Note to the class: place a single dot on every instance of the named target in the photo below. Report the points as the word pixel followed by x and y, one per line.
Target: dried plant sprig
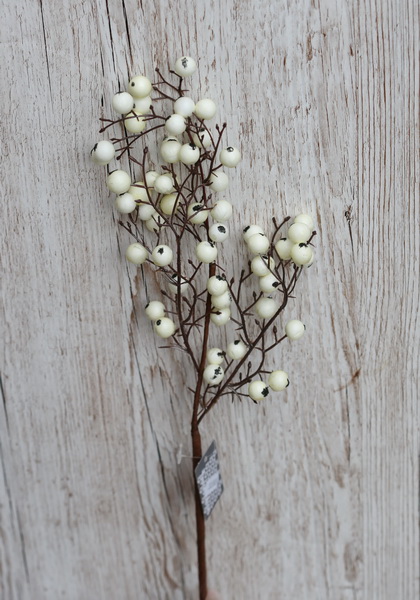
pixel 181 201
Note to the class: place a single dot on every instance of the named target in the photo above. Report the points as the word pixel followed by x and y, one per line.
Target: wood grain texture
pixel 321 486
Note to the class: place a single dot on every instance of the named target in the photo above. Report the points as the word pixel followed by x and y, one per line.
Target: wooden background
pixel 321 483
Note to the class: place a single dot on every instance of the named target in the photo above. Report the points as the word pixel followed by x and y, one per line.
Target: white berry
pixel 261 265
pixel 185 66
pixel 236 350
pixel 221 300
pixel 143 104
pixel 139 192
pixel 169 203
pixel 125 203
pixel 103 152
pixel 162 255
pixel 164 327
pixel 150 178
pixel 206 252
pixel 205 109
pixel 251 230
pixel 155 310
pixel 164 184
pixel 184 106
pixel 283 248
pixel 216 285
pixel 213 374
pixel 169 150
pixel 310 263
pixel 219 181
pixel 218 232
pixel 230 157
pixel 278 381
pixel 295 329
pixel 197 213
pixel 258 390
pixel 220 316
pixel 118 181
pixel 306 220
pixel 298 232
pixel 139 86
pixel 301 254
pixel 266 308
pixel 221 211
pixel 134 122
pixel 122 103
pixel 175 124
pixel 258 243
pixel 189 154
pixel 202 139
pixel 136 253
pixel 268 283
pixel 215 356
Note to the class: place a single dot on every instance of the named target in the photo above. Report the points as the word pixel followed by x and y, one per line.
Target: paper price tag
pixel 209 480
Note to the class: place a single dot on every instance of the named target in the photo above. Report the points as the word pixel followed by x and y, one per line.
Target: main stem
pixel 197 453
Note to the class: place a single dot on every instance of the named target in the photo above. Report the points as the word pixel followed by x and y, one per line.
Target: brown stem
pixel 199 518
_ _ _ _
* Required action *
Your copy should be the entries retyped exactly, with no images in it.

* Written solution *
Note to the class: place a single dot on every instance of the named target in the photo below. Report the points as the word pixel followed by x and y, one per line.
Target: dried plant sprig
pixel 181 201
Note to the class: place a single dot on every instance of the named target in the photo above. Report the points as the word pixel followed by x and y, one per line.
Target: wood grain texture
pixel 321 486
Note to the class: place a single dot on every instance of the named target in the photo above. Report the points as the word pixel followed by x and y, one per line.
Target: wooden background
pixel 321 483
Note to the class: place a single dot on every instance of the named target in the photo above. Report the points as the word pixel followed by x and y, one per line.
Target: white berry
pixel 261 265
pixel 185 66
pixel 236 350
pixel 221 300
pixel 143 104
pixel 139 192
pixel 169 203
pixel 125 203
pixel 103 152
pixel 162 255
pixel 164 327
pixel 150 178
pixel 206 252
pixel 205 109
pixel 251 230
pixel 155 310
pixel 164 184
pixel 184 106
pixel 283 248
pixel 216 285
pixel 213 374
pixel 169 150
pixel 310 263
pixel 219 181
pixel 218 232
pixel 230 157
pixel 278 381
pixel 295 329
pixel 197 213
pixel 258 390
pixel 220 316
pixel 118 181
pixel 306 220
pixel 298 232
pixel 139 86
pixel 301 254
pixel 266 308
pixel 221 211
pixel 134 122
pixel 122 103
pixel 175 124
pixel 258 243
pixel 189 154
pixel 202 139
pixel 136 253
pixel 268 283
pixel 215 356
Note to the class: place a single dot on every instance of the named target in the photo above. Report the points as the word pixel followed by x and y, one per line.
Target: paper price tag
pixel 209 480
Note to the class: place a single dot on every instance of the named target in the photo above. Report the points as the word pixel followed by x and y, one per line.
Target: main stem
pixel 197 453
Note to the class: place a single dot on every instance of the named target in the photo above. Report the points as the word pixel followed by x and y, one per line.
Target: brown stem
pixel 199 518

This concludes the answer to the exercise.